| TEXTO DA PÁGINA |
Sete de Setembro: Após o Grito do Ipiranga, muita coisa precisou acontecer pela liberdade
Quem na escola não foi induzido a pensar na Independência do Brasil a partir do quadro Independência ou Morte do artista Pedro Américo de Figueiredo e Melo? Dom Pedro I montando em seu cavalo, usando farda militar e cercado por uma tropa, ergue sua espada e brada “Independência ou Morte”. Uma versão fabulosa, que inclusive depois foi adotada pela República, mas que pouco tem a ver com um ato desta importância. Na verdade, apenas aquela figura do tropeiro, como o povo que assistiu tudo de fora, é fiel à verdade.
O professor de História Wagner de Azevedo Pedroso concorda que a independência foi um ato movido pelo interesse da elite agrária, cercada de burocracia e violência; além do reino já nascer devedor da Inglaterra. Docente nas escolas municipais Cinco de Maio e Pedro João Müller, ele comenta que introduzir uma visão menos romântica na escola ainda é complicado. Mas na Academia essa versão – real – há muito é debatida e estudada.

| EXERCÍCIOS A RESOLVER |
[1] Liste as pessoas que o texto sobre o Sete de Setembro menciona pelo nome, sem contar os nomes de escolas.
[2] Reproduza do texto sobre o Sete de Setembro tudo o que vai de "Sete de Setembro: Após" até "fiel à verdade.", sem alterar nada.
[3] Por favor, dê continuidade ao texto sobre o Sete de Setembro a partir do ponto em que ele termina.
A listagem vem de outra fonte.

| LISTAGEM DE DADOS |
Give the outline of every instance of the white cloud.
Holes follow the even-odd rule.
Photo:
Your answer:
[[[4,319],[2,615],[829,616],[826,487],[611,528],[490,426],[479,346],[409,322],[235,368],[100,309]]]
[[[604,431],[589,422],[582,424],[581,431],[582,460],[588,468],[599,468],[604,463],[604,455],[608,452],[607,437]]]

| RESPOSTAS POR TAREFA |
[1]
Pedro Américo de Figueiredo e Melo
Dom Pedro I
Wagner de Azevedo Pedroso

[2]
Sete de Setembro: Após o Grito do Ipiranga, muita coisa precisou acontecer pela liberdade
Quem na escola não foi induzido a pensar na Independência do Brasil a partir do quadro Independência ou Morte do artista Pedro Américo de Figueiredo e Melo? Dom Pedro I montando em seu cavalo, usando farda militar e cercado por uma tropa, ergue sua espada e brada “Independência ou Morte”. Uma versão fabulosa, que inclusive depois foi adotada pela República, mas que pouco tem a ver com um ato desta importância. Na verdade, apenas aquela figura do tropeiro, como o povo que assistiu tudo de fora, é fiel à verdade.

[3]
A complexidade do processo está em seu início, que, de fato, foi a eclosão da guerra França contra a Inglaterra, liderada por Napoleão Bonaparte. Sem conseguir invadir a ilha da Grã-Bretanha, sua estratégia foi obrigar um bloqueio econômico. Uma postura complicada para quem devia muito aos ingleses, e que manteve seus negócios “por baixo dos panos”. Ao descobrir, Napoleão passou a invadir também essas nações.
Para que o mesmo não acontecesse com seu império, em 1808 a família real deixou Portugal rumo à colônia do Brasil, sob escolta da poderosa Marinha Real Britânica. Uma proteção que não foi de graça. Em troca, foi exigida a abertura dos portos “as nações amigas”, o que o príncipe regente Dom João VI atendeu; pondo fim ao ‘pacto colonial’ através do qual os brasileiros só podiam comprar e vender à – ou através de – Portugal. “E isso desestruturou toda a ideia do que é uma colônia. E é ai que está o processo de Independência”, assinalou Pedroso.
O professor explica os efeitos de ter uma rainha (Dona Maria I) e depois um rei (Dom João) em seu território; de sentir o poder da autonomia de negociar com todo o mundo e ter contato com essas culturas, foi o despertar de sentimentos de nação. “Isso começou a criar na população que vivia aqui aquela ideia de liberdade que não existia como colônia”, aponta.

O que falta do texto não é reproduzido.